— BEGIN Dataset entries —

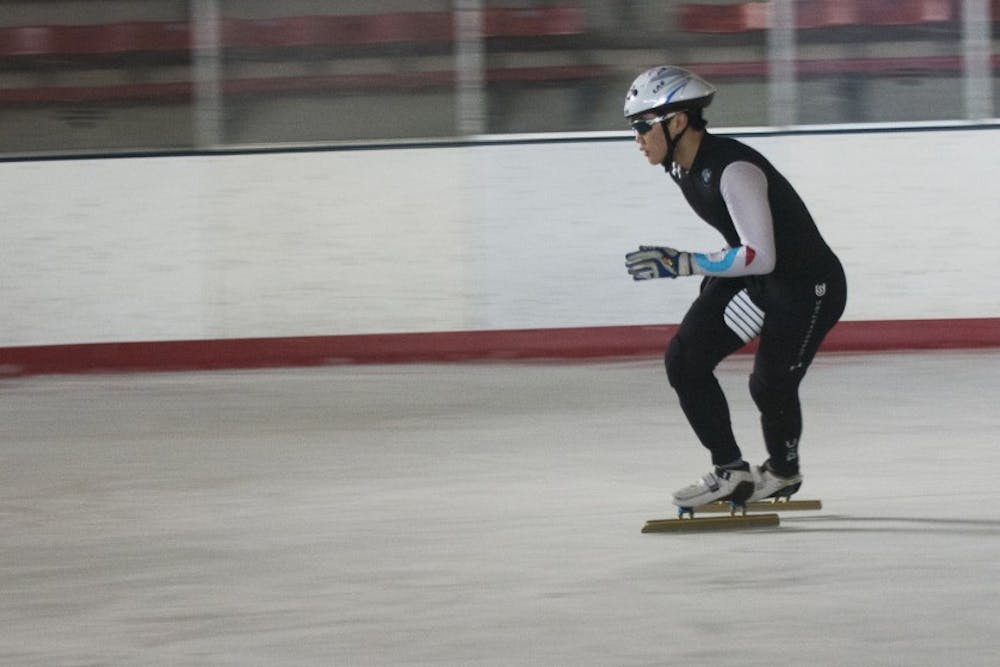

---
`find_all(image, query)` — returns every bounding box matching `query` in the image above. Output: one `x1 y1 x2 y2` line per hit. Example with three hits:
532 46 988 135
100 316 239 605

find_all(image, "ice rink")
0 351 1000 666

— END Dataset entries —

Work instructions
Reproduce all of the lines above without changing anything, but leave out the picture.

Expected output
---
`find_all(image, query)` — returns every bounding box matching `query` in the image above. Output: one `x1 y1 x2 y2` line per hit. Example with three hits:
532 46 988 135
100 316 239 605

find_all(image, "ice rink")
0 351 1000 666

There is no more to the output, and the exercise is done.